» Given entries

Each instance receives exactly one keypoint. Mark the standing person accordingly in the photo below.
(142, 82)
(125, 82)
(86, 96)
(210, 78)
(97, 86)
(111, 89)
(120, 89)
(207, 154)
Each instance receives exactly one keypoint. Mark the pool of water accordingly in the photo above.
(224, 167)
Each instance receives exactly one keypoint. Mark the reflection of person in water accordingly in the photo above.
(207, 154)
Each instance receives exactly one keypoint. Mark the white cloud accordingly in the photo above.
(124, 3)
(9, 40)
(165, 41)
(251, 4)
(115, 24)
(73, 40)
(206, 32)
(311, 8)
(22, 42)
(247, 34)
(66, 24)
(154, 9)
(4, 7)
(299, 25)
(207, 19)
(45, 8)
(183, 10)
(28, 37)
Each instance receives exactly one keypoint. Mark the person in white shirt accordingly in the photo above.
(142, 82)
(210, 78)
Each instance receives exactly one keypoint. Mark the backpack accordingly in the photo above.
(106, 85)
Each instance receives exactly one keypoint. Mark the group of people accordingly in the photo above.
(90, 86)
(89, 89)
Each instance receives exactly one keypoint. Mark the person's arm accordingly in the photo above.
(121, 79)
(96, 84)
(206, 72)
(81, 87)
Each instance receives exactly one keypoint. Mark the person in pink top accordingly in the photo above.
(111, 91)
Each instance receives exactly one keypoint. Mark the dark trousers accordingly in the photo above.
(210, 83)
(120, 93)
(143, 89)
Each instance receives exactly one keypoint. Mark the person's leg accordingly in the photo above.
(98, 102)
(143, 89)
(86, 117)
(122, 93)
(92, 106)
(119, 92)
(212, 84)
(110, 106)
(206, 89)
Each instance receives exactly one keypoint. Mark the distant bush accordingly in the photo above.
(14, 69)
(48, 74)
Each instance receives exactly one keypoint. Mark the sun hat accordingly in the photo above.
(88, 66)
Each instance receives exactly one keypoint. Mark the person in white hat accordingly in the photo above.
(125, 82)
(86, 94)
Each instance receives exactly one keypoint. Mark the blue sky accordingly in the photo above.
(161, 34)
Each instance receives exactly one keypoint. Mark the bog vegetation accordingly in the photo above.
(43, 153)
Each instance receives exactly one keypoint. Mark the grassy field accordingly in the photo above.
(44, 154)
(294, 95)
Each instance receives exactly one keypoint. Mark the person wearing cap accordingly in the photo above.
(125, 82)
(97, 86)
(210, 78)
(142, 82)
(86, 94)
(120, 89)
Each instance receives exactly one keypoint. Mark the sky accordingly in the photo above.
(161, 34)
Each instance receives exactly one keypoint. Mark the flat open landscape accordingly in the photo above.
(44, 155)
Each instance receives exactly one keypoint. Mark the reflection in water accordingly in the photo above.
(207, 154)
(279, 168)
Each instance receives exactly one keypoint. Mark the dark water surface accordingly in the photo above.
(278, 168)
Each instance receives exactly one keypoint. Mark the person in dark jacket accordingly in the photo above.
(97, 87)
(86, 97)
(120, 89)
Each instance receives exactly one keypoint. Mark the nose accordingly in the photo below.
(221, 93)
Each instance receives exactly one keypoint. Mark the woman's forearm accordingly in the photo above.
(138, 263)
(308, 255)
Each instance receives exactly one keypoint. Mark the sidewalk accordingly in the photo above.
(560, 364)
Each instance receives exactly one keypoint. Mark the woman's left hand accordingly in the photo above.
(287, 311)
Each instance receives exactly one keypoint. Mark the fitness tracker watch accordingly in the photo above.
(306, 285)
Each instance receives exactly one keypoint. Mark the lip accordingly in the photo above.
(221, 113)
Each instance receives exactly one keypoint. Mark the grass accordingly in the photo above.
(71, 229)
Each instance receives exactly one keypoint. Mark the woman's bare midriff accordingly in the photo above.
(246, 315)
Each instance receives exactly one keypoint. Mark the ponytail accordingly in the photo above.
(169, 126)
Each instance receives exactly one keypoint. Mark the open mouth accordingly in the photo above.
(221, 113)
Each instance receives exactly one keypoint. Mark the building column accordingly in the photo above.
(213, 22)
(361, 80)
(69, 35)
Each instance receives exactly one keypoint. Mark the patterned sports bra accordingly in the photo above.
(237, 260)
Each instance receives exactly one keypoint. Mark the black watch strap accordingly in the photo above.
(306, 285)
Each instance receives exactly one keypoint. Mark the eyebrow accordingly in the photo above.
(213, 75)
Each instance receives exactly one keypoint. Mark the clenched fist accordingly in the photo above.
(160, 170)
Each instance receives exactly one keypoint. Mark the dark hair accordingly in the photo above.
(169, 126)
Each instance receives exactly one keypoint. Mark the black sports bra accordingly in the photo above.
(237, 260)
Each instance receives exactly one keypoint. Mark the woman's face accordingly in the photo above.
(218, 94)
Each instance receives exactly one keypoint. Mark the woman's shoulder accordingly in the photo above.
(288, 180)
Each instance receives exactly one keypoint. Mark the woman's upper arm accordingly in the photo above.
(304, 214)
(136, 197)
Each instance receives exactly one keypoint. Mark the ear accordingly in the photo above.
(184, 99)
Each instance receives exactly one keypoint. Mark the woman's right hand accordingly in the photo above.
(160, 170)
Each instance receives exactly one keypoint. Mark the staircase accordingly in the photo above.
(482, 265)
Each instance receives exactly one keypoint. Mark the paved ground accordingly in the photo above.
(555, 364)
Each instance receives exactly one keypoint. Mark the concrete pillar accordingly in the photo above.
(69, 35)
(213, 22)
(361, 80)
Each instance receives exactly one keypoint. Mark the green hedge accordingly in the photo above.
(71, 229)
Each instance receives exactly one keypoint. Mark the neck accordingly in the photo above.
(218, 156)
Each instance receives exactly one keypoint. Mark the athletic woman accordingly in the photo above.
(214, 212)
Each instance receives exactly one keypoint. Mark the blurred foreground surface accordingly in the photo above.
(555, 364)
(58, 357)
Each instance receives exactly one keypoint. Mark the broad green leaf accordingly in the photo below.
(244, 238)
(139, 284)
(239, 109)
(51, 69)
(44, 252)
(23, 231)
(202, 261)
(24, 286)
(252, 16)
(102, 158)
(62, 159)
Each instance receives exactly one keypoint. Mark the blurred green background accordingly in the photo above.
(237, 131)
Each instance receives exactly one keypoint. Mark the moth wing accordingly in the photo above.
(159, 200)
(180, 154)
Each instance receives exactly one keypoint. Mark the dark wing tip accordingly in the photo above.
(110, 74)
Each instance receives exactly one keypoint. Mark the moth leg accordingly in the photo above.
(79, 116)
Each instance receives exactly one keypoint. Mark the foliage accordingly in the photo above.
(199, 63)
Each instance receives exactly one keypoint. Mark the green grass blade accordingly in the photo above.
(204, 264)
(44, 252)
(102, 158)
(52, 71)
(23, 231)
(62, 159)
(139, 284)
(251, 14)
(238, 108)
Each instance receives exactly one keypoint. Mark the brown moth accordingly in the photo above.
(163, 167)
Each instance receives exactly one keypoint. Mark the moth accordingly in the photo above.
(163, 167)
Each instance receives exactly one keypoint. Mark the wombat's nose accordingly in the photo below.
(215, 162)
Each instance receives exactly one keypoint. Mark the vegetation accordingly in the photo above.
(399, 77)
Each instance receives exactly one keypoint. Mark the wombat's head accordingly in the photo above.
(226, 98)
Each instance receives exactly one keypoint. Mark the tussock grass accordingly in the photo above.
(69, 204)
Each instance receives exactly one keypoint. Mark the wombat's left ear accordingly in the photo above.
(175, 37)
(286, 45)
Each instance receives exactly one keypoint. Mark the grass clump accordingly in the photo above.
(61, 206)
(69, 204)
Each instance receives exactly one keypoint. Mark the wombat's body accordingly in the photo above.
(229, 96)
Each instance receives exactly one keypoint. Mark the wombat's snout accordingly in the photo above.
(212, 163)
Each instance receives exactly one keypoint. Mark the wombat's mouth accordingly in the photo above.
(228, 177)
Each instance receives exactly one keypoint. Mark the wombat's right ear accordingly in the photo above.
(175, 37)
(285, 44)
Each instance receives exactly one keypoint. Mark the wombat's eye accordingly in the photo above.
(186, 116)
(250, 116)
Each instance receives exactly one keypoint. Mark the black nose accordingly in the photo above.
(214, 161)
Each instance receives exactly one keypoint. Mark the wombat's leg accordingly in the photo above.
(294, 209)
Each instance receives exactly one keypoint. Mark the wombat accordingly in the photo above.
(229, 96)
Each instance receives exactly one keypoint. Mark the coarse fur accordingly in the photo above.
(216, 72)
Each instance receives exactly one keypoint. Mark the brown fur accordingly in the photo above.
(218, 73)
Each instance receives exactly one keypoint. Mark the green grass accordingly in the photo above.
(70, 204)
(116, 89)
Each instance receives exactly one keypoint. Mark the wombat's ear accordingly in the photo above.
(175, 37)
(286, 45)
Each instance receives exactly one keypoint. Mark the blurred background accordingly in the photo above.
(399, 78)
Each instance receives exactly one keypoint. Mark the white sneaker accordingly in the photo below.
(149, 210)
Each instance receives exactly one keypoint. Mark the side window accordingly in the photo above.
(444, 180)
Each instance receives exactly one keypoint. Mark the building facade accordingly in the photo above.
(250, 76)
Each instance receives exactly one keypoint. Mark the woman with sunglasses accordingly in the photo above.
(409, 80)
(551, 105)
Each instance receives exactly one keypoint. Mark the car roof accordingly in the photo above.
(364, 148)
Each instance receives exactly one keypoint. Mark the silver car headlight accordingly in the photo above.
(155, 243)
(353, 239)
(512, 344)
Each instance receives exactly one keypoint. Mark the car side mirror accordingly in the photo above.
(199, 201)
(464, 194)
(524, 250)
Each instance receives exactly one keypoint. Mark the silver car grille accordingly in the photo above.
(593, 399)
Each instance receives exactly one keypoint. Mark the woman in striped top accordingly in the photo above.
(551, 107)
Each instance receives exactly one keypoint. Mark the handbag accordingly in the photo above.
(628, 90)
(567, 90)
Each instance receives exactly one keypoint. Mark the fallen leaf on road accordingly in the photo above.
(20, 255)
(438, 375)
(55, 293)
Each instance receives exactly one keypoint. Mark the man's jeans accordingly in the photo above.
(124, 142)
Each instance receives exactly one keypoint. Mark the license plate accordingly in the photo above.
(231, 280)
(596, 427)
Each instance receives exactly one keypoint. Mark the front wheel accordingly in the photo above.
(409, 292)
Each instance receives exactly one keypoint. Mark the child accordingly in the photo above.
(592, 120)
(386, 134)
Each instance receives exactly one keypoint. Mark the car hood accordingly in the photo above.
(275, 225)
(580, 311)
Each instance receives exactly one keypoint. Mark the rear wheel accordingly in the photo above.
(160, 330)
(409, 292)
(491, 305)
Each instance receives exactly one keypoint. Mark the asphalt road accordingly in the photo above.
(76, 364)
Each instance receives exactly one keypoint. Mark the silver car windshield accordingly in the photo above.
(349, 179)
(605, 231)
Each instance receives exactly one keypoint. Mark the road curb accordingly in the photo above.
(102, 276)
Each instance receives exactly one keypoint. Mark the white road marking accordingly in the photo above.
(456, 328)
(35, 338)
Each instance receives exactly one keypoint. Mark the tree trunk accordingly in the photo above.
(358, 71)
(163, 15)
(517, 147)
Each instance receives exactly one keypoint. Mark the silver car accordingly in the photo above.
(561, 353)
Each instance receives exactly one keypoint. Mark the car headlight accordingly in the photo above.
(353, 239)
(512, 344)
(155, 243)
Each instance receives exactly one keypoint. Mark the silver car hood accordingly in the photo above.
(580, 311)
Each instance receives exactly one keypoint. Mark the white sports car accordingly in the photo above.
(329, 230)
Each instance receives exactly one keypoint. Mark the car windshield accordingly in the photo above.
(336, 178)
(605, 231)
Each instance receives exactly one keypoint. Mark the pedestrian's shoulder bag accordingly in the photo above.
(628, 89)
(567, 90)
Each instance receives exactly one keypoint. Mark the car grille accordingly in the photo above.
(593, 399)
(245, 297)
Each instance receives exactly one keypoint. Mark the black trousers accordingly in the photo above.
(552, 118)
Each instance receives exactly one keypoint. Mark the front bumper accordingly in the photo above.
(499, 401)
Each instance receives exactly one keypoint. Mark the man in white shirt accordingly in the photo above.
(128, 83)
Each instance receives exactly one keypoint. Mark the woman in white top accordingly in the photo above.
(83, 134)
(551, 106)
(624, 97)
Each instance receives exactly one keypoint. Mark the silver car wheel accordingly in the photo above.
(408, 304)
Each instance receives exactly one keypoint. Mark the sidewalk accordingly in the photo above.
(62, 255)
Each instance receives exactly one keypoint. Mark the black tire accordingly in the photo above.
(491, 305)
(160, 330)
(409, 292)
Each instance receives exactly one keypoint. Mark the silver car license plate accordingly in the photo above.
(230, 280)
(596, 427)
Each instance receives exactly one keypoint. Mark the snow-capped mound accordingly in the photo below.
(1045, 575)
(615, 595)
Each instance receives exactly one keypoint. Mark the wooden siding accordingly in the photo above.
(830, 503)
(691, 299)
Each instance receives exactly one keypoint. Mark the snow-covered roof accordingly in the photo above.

» Your task
Having found the line that contains "Each instance receives exactly one keypoint. Mark the wooden", set down that line and all the rest through the end of the records, exactly.

» Solution for this exercise
Each instance receives exactly one keypoint. Mark the wooden siding accordingly in the photo above.
(830, 503)
(691, 299)
Each instance receives exactly one keypoint. Mark the snow-covered roof accordingly in the photo above.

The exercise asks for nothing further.